会場から「あんたの容姿で、なれる訳が無いじゃない」という様な笑い声が沸きます。





ところが、

スーザンが歌い出すと、観客も審査員も「ギョッ!」とします。

審査員の一人は、「君は、今までの3年間で、最も大きな衝撃だったよ。」と称賛。


スーザンは、パニックになったのか、歌い終わると、

すぐに帰ろうとして、スタスタとそでに下がろうとするハプニングもありましたが、


見事予選を通過し、結果は準優勝。

その後、スーザン・ボイルCDが全世界で発売される事になり、

デビューアルバム「I Dreamed a Dream」をリリースし、瞬く間に成功。

これは、史上最高の売り上げを誇るイギリスのデビューアルバムと見なされていて、

総売上枚数は世界で250万枚以上にのぼると言われています。

● **記録一覧**
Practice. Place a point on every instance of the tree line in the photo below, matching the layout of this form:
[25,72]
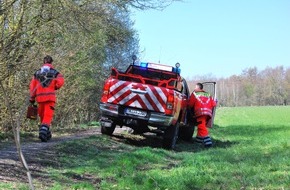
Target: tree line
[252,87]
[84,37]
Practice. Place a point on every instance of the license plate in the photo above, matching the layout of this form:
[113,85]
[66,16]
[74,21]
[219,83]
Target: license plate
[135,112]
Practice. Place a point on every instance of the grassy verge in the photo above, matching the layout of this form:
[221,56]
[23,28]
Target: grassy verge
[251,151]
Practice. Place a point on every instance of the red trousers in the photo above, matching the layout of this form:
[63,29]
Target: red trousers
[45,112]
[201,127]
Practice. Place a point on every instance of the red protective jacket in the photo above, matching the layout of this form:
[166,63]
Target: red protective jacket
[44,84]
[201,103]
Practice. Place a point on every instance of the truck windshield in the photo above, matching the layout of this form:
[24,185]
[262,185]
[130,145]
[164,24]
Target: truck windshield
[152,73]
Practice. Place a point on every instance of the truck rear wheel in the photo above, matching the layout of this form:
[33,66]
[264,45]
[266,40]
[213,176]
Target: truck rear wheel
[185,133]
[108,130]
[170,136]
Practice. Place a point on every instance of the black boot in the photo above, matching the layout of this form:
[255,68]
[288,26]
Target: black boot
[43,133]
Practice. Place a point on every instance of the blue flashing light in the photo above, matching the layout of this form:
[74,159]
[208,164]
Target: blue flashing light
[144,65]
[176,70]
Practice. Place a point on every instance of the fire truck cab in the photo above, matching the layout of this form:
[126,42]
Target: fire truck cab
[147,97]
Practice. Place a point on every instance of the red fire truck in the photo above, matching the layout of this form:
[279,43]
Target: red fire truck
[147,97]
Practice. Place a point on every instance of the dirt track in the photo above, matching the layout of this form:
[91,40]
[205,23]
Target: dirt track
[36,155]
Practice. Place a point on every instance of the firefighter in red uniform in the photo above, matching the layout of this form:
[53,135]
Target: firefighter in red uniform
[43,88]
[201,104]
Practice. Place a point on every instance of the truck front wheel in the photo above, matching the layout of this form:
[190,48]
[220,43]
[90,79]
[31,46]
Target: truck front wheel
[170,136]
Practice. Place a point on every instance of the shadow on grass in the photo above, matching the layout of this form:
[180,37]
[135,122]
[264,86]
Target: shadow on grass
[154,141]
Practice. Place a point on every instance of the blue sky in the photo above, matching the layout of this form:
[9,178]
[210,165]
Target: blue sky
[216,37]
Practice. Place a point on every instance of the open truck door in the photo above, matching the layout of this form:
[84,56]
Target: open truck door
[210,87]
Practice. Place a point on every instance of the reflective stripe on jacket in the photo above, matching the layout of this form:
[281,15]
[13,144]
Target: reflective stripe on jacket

● **課題 1**
スーザンが歌い終えた後の出来事として抜粋に書かれているものを、起きた順にすべて挙げてください。
● **課題 2**
抜粋では、デビューアルバムの総売上枚数は世界でどれほどだと言われていますか。
● **課題 3**
スーザン・ボイルについての文章を、最後の文の後から書き継いでください。

● **解答 1**
1. すぐに帰ろうとして、そでに下がろうとした
2. 予選を通過した
3. 準優勝した
4. CDが全世界で発売されることになった
5. デビューアルバム「I Dreamed a Dream」をリリースし、瞬く間に成功した

● **解答 2**
世界で250万枚以上です。

● **解答 3**
2009年と2010年にそれぞれリリースした2枚のアルバムは、

アメリカとイギリス両国のチャートでナンバー1を達成。

たった1年間で、これを成し遂げたのは、

 

モンキーズとビートルズだけという快挙だったのです。



スーザンは足が震えて身がすくむような恐怖を感じるたびに、

アメリカの数学者フランク・クインが言ってくれた言葉を思い出すようにしているといいます。


その言葉とは、


自分を信じなさい。

自らの物語を書くのは、

あなた自身なのだから。」

 

 

 

 

 


貴方も、夢をあきらめないで。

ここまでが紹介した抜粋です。